━━━ TEXT SEGMENT ━━━

HLA-B7 (B7) is an HLA-B serotype. The serotype identifies the more common HLA-B*07 gene products. (For terminology help see: HLA-serotype tutorial) B7, previously HL-A7, was one of the first 'HL-A' antigens recognized, largely because of the frequency of B*0702 in Northern and Western Europe and the United States. B7 is found in two major haplotypes in Europe, where it reaches peak frequency in Ireland. One haplotype A3-B7-DR15-DQ1 can be found over a vast region and is in apparent selective disequilibrium. B7 is a risk factor for cervical cancer, sarcoidosis, and early-onset spondylarthropathies.

Serology

Alleles

In disease

Cervical cancer
HLA-B7 along with HLA-DQ8 increased risk for cervical cancer in at risk Costa Rican women and Asian Indians

Sarcoidosis
A weak relationship between HLA-B7 and sarcoidosis has been known for 30+ years,  yet has not consistently been reproducible in all studies however.   A common serologically defined haplotype in Europeans is HLA A3-Cw7-B7-DR15-DQ6.2 which is composed of alleles A*0301:Cw*0701:B*0702:DRB1*1501:DQA1*0102:DQB1*0602. In persistent sarcoidosis this haplotype appears elevated, further study eliminated risk contributed by A3-Cw7 and DQ6.2 indicating B7-DR15 haplotype contains risk of disease (OR = 2.5). Corresponding region of chromosome 6 contains nearly one million nucleotides thus these genes, or another closely linked gene could be involved in such massing of inflammatory granulomata.

Juvenile Spondylarthropathies
In Croatian children, two HLA-B27 alleles were found associated with disease, B*2702, B*2705. The study showed also B*0702 in cooperation with B*27, the HLA-B*07/B*27 combination with D6S273-134 genomic marker allele and was found not to be the result of linkage disequilibrium. B*2705 was found to be dominant allele associated.

━━━ RECORD SET ━━━

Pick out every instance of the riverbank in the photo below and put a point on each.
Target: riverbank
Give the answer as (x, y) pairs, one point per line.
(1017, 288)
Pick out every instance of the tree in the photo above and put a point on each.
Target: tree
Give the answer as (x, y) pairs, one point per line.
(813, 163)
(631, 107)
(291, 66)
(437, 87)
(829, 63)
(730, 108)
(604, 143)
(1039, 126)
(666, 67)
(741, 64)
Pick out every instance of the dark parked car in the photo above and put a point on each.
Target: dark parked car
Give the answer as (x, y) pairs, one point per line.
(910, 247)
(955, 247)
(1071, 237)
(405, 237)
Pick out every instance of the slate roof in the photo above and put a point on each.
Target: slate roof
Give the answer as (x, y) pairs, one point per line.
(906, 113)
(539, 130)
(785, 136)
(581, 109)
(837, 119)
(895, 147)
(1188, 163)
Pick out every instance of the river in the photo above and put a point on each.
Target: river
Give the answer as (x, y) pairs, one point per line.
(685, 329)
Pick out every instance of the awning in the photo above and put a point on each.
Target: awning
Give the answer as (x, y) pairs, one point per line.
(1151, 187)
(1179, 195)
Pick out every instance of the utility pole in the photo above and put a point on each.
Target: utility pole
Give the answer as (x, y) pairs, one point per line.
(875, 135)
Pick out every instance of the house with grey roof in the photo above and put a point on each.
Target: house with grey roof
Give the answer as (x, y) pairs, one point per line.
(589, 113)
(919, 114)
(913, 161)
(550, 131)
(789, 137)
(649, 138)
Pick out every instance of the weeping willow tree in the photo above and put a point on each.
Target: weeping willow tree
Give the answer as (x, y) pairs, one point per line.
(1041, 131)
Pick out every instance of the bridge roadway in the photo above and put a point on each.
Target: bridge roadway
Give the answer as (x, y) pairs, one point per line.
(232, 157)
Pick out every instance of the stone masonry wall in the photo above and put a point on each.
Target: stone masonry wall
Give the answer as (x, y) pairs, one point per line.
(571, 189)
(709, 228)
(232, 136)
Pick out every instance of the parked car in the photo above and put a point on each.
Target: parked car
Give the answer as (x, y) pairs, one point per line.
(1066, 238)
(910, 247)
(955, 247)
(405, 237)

━━━

ASSIGNMENT
Reproduce word for word the stretch of the HLA-B7 text from "HLA-B7 (B7) is" through "and early-onset spondylarthropathies.".

ANSWER BOX
HLA-B7 (B7) is an HLA-B serotype. The serotype identifies the more common HLA-B*07 gene products. (For terminology help see: HLA-serotype tutorial) B7, previously HL-A7, was one of the first 'HL-A' antigens recognized, largely because of the frequency of B*0702 in Northern and Western Europe and the United States. B7 is found in two major haplotypes in Europe, where it reaches peak frequency in Ireland. One haplotype A3-B7-DR15-DQ1 can be found over a vast region and is in apparent selective disequilibrium. B7 is a risk factor for cervical cancer, sarcoidosis, and early-onset spondylarthropathies.